■ TEKS YANG DISEDIAKAN ■
○ ○ ○ ○
Potretkota.com - Tidak kurang dari 50 orang wartawan di Surabaya menggelar aksi solidaritas, mengkritisi tindak kekerasan oleh polisi terhadap wartawan di Makassar yang tengah melakukan tugas jurnalistiknya, saat meliput aksi demo mahasiswa yang menyuarakan penolakan UU KPK dan R-KUHP serta lainnya yang dinilai merugikan masyarakat.
Beredar di video, jurnalis itu mendapat perlakuan kasar, meski sudah mengatakan kalau dirinya wartawan.
Solidaritas yang disuarakan, wartawan dari berbagai media di Surabaya itu dibarengi dengan membentangkan poster berisi tulisan kecaman dan kalimat lucu juga bernada kritis. Meski tidak menimbulkan kemacetan, aksi damai di Jalan Gubernur Suryo itu sempat menyita perhatian pengguna jalan. Dengan bergantian sejumlah pekerja media itu meneriakkan orasi, mengecam kekerasan yang masih saja terjadi menimpa jurnalis.
Tudji koordinator aksi Aliansi Wartawan Surabaya (AWS) mengaku, kerja jurnalis dilindungi UU Pers No 40 Tahun 1999 tentang Pers. "Kami mengkritisi tindakan aparat kepolisian yang melakukan tindak kekerasan terhadap wartawan yang tengah melakukan tugas liputan. Itu seharusnya tidak boleh terjadi, karena wartawan saat melakukan tugasnya dilengkapi dengan id card, yang jelas kelihatan dikalungkan di leher. Dengan aksi solidaritas ini, kami mengingatkan peristiwa itu tidak boleh terjadi lagi, apalagi di Surabaya dan wilayah Jatim lainnya," tegasnya, di depan Gedung Grahadi Surabaya, Rabu (25/9/2019)..
○ ○ ○ ○
■ DATA LATIHAN ■
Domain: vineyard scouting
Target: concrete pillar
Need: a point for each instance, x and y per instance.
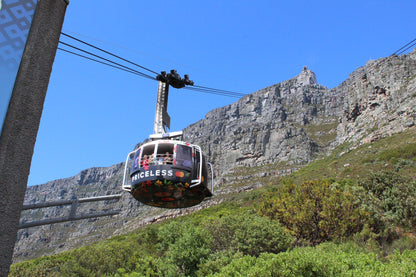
(21, 123)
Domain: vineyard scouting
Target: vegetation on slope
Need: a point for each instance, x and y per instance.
(351, 213)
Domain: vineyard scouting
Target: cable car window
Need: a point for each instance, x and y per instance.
(164, 153)
(135, 164)
(148, 155)
(184, 155)
(196, 164)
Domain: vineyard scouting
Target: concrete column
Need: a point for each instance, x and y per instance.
(22, 120)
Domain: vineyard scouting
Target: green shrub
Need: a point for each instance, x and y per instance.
(391, 200)
(316, 211)
(249, 234)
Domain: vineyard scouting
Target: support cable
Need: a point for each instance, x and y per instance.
(97, 56)
(109, 53)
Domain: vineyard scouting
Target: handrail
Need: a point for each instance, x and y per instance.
(72, 215)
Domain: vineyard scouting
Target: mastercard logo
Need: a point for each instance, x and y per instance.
(179, 174)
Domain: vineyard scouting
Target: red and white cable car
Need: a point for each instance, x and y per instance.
(167, 172)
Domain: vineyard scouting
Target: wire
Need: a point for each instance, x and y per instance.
(98, 61)
(86, 43)
(213, 92)
(120, 65)
(116, 65)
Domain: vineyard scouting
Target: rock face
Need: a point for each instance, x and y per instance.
(290, 122)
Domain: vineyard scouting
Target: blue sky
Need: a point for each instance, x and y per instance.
(94, 115)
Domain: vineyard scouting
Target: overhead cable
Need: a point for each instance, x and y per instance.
(107, 52)
(116, 65)
(98, 61)
(112, 62)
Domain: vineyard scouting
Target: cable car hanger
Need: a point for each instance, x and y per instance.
(167, 172)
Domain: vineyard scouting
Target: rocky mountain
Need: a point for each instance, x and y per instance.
(291, 122)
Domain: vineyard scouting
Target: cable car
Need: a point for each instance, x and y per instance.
(167, 172)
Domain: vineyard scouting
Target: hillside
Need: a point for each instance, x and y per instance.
(267, 134)
(373, 234)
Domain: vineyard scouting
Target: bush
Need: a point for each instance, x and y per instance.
(391, 200)
(249, 234)
(327, 259)
(316, 211)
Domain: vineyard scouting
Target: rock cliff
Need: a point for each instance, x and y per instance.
(292, 122)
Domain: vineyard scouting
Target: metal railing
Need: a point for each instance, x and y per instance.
(72, 214)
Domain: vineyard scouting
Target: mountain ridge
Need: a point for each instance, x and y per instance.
(293, 121)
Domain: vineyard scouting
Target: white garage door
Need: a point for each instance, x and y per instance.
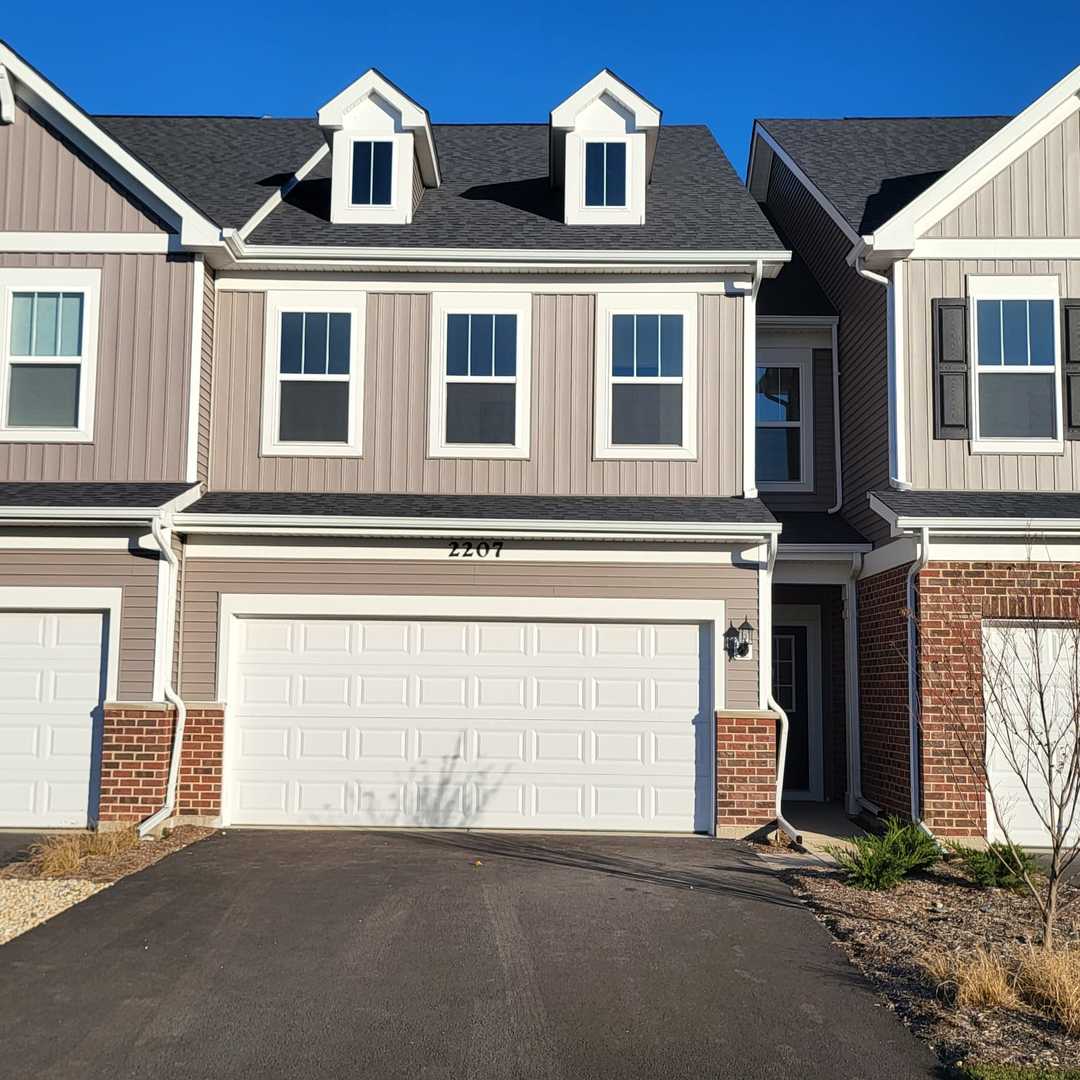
(51, 687)
(499, 725)
(1030, 726)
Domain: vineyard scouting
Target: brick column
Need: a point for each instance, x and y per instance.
(136, 747)
(745, 771)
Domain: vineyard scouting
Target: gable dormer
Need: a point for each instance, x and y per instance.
(382, 152)
(603, 142)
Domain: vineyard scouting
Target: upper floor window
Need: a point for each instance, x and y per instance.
(372, 173)
(783, 412)
(1016, 399)
(605, 174)
(646, 392)
(480, 390)
(48, 351)
(312, 386)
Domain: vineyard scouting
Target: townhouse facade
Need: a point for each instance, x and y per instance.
(361, 470)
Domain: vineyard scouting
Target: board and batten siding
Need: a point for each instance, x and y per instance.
(205, 579)
(144, 355)
(136, 574)
(49, 186)
(1038, 194)
(861, 342)
(949, 464)
(395, 409)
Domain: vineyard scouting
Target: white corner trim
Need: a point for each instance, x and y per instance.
(194, 372)
(51, 598)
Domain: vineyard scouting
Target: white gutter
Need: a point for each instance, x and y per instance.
(922, 557)
(165, 811)
(771, 702)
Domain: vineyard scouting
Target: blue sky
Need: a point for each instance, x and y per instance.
(719, 64)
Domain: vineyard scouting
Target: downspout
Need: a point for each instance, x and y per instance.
(921, 558)
(782, 822)
(170, 692)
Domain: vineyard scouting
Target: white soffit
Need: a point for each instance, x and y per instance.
(341, 112)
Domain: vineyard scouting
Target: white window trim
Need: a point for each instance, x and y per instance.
(1014, 287)
(649, 304)
(88, 282)
(278, 304)
(801, 360)
(343, 211)
(444, 305)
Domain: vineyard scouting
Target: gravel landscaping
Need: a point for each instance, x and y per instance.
(887, 934)
(28, 899)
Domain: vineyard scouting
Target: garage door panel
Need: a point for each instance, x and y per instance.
(464, 723)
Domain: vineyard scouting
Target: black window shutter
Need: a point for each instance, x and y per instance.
(1070, 349)
(952, 368)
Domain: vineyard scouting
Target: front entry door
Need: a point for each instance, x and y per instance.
(791, 689)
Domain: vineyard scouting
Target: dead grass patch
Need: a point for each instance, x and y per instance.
(972, 980)
(1049, 980)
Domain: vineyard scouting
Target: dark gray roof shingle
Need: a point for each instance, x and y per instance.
(495, 191)
(871, 167)
(495, 507)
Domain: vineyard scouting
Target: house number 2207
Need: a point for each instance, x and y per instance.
(477, 549)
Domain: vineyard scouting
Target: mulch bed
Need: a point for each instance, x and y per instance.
(886, 933)
(109, 868)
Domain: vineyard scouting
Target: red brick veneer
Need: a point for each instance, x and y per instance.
(745, 770)
(136, 744)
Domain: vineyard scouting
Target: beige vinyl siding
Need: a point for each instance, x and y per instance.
(1036, 196)
(205, 579)
(144, 352)
(395, 409)
(136, 574)
(861, 338)
(823, 495)
(48, 186)
(948, 463)
(206, 377)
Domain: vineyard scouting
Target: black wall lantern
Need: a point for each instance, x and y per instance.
(739, 639)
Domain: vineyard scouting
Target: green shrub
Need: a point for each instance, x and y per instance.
(999, 866)
(882, 862)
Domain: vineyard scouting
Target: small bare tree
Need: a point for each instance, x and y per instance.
(1017, 677)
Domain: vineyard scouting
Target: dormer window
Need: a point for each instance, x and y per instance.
(372, 173)
(605, 174)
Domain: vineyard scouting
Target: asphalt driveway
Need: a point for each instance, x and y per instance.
(421, 955)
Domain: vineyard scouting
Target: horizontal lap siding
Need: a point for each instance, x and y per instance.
(137, 575)
(48, 186)
(862, 343)
(205, 579)
(948, 463)
(144, 351)
(395, 409)
(1036, 196)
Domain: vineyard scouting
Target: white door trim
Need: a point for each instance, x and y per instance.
(49, 598)
(233, 606)
(809, 617)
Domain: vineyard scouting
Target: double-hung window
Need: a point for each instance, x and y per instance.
(313, 375)
(646, 391)
(783, 416)
(48, 354)
(606, 174)
(480, 367)
(1016, 389)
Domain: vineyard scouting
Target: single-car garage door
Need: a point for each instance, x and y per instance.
(499, 725)
(51, 689)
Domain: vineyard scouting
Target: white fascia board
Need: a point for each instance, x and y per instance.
(63, 113)
(838, 219)
(901, 231)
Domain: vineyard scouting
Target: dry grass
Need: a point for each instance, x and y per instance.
(972, 980)
(63, 853)
(1049, 980)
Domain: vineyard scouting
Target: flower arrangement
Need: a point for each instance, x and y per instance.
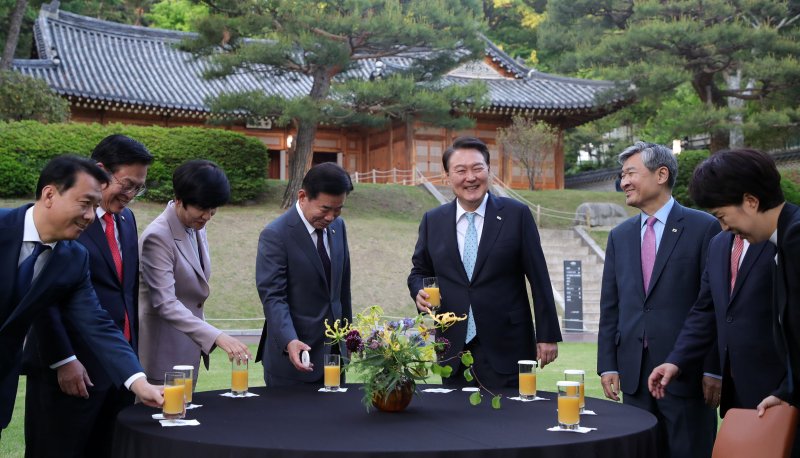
(389, 355)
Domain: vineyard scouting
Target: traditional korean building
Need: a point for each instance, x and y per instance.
(113, 72)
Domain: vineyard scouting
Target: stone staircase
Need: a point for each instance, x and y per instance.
(565, 244)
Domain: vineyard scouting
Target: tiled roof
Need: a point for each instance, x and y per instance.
(101, 63)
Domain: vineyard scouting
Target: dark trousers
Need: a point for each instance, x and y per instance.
(686, 426)
(481, 369)
(59, 425)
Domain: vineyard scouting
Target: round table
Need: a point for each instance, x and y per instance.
(302, 422)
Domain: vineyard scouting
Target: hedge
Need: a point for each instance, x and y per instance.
(26, 146)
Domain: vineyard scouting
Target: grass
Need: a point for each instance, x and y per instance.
(571, 356)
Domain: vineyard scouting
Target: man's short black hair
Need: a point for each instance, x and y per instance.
(117, 150)
(202, 184)
(62, 172)
(328, 178)
(724, 178)
(465, 143)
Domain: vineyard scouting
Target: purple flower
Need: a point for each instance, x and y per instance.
(353, 342)
(442, 345)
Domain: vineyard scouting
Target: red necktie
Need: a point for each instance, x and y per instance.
(736, 256)
(112, 244)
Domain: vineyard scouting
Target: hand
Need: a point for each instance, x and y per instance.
(712, 391)
(610, 384)
(546, 352)
(769, 401)
(73, 379)
(233, 347)
(294, 349)
(150, 395)
(660, 378)
(422, 304)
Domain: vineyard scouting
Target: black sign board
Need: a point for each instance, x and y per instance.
(573, 296)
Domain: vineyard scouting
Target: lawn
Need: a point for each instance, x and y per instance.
(571, 356)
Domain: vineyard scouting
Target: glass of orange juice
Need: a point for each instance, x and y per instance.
(333, 373)
(527, 379)
(569, 416)
(431, 287)
(577, 375)
(188, 379)
(174, 396)
(239, 376)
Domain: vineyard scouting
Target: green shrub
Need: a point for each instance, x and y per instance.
(25, 147)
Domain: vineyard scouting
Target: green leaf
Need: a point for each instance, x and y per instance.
(496, 401)
(475, 398)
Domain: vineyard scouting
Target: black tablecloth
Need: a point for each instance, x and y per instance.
(301, 422)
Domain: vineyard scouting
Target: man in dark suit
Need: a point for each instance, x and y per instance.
○ ○ ○ ○
■ TUGAS YANG DIMINTA 1 ■
Kumpulkan semua baris entri yang memuat kata "flower", dengan membedakan huruf besar dan huruf kecil.
■ TUGAS YANG DIMINTA 2 ■
Tulislah kelanjutan berita tentang aksi solidaritas wartawan di Surabaya, dimulai setelah kalimat terakhir yang tercantum.

■ JAWABAN YANG DIHARAPKAN 1 ■
Target: flower arrangement
Target: purple flower

■ JAWABAN YANG DIHARAPKAN 2 ■
Ditempat yang sama, Ketua Ikatan Jurnalis Televisi Indonesia (IJTI) Surabaya Lukman Rozaq meminta agar Jenderal Polisi Tito Karnavian menangkap oknum pelaku kekerasan kepada jurnalis. "Saya sangat menyesalkan tindakan represif aparat kepolisian yang melakukan kekerasan terhadap sejumlah wartawan saat meliput aksi demo di sejumlah daerah," tandasnya.
Selain soal kekerasan yang menimpa jurnalis, wartawan di Surabaya itu juga melontarkan kritik terhadap DPR RI yang sangat berhasrat meloloskan R-KUHP dan UU KPK. Wartawan menilai, jika R-KUHP diterapkan selain mengancam kebebasan pers. Pekerja media juga akan dengan gampang disanksi, ditangkap dan dipidana akibat tulisannya.
Terpisah, Ketua Aliansi Jurnalis Indonesia Surabaya (AJIS) Syarif Abdullah mengaku, saat ada intimidasi ataupun mendapat kekerasan saat peliputan, rekan seprofesi harus peduli. "Gak peduli aliansimu jenenge opo. Gak peduli grupmu jenenge opo. Gak ngurus komunitasmu arane opo. Wayahe gerak rek!!" tambahnya. (*/Tj/Ms)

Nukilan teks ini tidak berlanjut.